__Work to complete__:
Write out all entries word for word.

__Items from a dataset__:
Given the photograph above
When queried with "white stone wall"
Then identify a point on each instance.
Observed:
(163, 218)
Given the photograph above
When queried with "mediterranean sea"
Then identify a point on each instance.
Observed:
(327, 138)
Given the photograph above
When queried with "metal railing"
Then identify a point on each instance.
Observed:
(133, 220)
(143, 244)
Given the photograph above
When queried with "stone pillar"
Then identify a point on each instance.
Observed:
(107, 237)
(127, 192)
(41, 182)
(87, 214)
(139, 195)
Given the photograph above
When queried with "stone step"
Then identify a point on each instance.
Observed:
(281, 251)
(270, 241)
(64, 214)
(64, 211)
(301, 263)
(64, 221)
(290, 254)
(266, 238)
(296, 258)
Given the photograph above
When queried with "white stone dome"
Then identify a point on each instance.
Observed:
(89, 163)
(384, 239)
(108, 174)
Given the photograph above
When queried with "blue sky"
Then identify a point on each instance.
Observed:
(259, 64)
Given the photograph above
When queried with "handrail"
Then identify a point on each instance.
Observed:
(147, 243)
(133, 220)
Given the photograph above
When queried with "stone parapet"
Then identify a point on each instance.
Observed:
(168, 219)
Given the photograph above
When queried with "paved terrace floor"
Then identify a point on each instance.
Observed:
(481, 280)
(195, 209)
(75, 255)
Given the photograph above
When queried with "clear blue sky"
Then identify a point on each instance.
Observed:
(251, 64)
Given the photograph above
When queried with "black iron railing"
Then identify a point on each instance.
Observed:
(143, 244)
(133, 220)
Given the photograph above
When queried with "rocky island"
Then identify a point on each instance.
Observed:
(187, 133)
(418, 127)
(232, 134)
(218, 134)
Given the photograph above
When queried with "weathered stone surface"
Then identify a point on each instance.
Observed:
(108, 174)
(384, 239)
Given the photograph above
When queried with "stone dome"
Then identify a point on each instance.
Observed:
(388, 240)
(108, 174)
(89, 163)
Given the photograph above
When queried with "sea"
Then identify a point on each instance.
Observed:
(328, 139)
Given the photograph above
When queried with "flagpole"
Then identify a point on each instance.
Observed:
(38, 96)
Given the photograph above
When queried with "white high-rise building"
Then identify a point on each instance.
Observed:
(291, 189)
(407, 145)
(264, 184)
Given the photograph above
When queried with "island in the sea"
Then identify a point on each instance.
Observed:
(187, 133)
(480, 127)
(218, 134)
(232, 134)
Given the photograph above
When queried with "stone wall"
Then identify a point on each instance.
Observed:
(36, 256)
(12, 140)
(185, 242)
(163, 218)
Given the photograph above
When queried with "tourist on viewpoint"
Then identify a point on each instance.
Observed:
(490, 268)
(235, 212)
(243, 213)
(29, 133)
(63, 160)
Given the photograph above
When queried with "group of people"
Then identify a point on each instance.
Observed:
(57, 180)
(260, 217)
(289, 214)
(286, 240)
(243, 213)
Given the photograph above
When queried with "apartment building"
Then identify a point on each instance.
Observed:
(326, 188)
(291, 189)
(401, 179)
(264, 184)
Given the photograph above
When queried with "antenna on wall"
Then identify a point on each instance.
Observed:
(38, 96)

__Task output__:
Given the photograph above
When queried with "white stone wall"
Then identify a point on each instance.
Observed:
(163, 218)
Given the photograph above
When queried with "mediterranean sea"
Then identify a point on each instance.
Observed:
(327, 138)
Given the photograph above
When queried with "metal railing"
Then identify a point on each instance.
Observed:
(133, 220)
(143, 244)
Given the photograph above
When queried with "stone pillar"
Then identify a point on each instance.
Observed:
(107, 237)
(127, 192)
(41, 182)
(87, 214)
(139, 195)
Given the photograph above
When queried with "stone step"
Then identify a point on each instance.
Observed:
(281, 251)
(270, 241)
(64, 214)
(64, 211)
(301, 263)
(64, 221)
(290, 254)
(266, 238)
(296, 258)
Given the photograph above
When queried with "white stone dome"
Then identify a point on each instance.
Observed:
(89, 163)
(384, 239)
(108, 174)
Given the photograph above
When queried with "blue sky"
Then identify a point on each instance.
Observed:
(259, 64)
Given the photograph above
When queried with "handrail"
Then identify a point on each instance.
Observed:
(147, 243)
(133, 220)
Given the photograph above
When queried with "stone parapet"
Then identify a point on each instance.
Observed:
(168, 219)
Given the photograph above
When queried with "paved terrace floor"
Then identify a point on each instance.
Observed:
(481, 280)
(195, 209)
(75, 255)
Given the photograph above
When queried with "clear blue sky"
Then identify a point on each instance.
Observed:
(251, 64)
Given the photograph above
When queried with "black iron railing"
Then identify a point on each instance.
Observed:
(143, 244)
(133, 220)
Given the photograph above
When queried with "rocky island"
Then identify a point on each instance.
Observed:
(187, 133)
(418, 127)
(232, 134)
(218, 134)
Given the photograph above
When queried with "weathered stone surface"
Then identify a point on each instance.
Observed:
(108, 174)
(384, 239)
Given the photograph above
When queried with "stone dome"
Then identify a point on each instance.
Observed:
(388, 240)
(108, 174)
(89, 163)
Given the photograph above
When queried with "sea"
Then identify a point on each instance.
Observed:
(328, 139)
Given the photograph above
When queried with "flagpole"
Then identify a point on each instance.
Observed:
(38, 96)
Given the photograph above
When queried with "white high-rise building"
Then identify a point on each instance.
Observed:
(291, 189)
(407, 145)
(264, 184)
Given the photograph above
When queried with "island in the sea"
Then identify a point on each instance.
Observed:
(187, 133)
(480, 127)
(218, 134)
(232, 134)
Given the photograph above
When queried with "stone wall"
Then identify a point on each instance.
Observed:
(36, 256)
(12, 140)
(185, 242)
(163, 218)
Given the photograph above
When queried with "tourist on viewpoint"
Then identify a point on each instance.
Observed:
(490, 268)
(235, 212)
(243, 213)
(29, 133)
(63, 160)
Given the photograph above
When queried with "group of people"
Then identify a point on each instance.
Observed:
(57, 180)
(260, 217)
(289, 214)
(286, 240)
(243, 213)
Given the photograph above
When queried with "apartment building"
Then identify a point on each instance.
Observed:
(326, 188)
(291, 189)
(401, 179)
(264, 184)
Given the photograph above
When queried with "antenna on wall"
Then identify a point on each instance.
Observed:
(38, 96)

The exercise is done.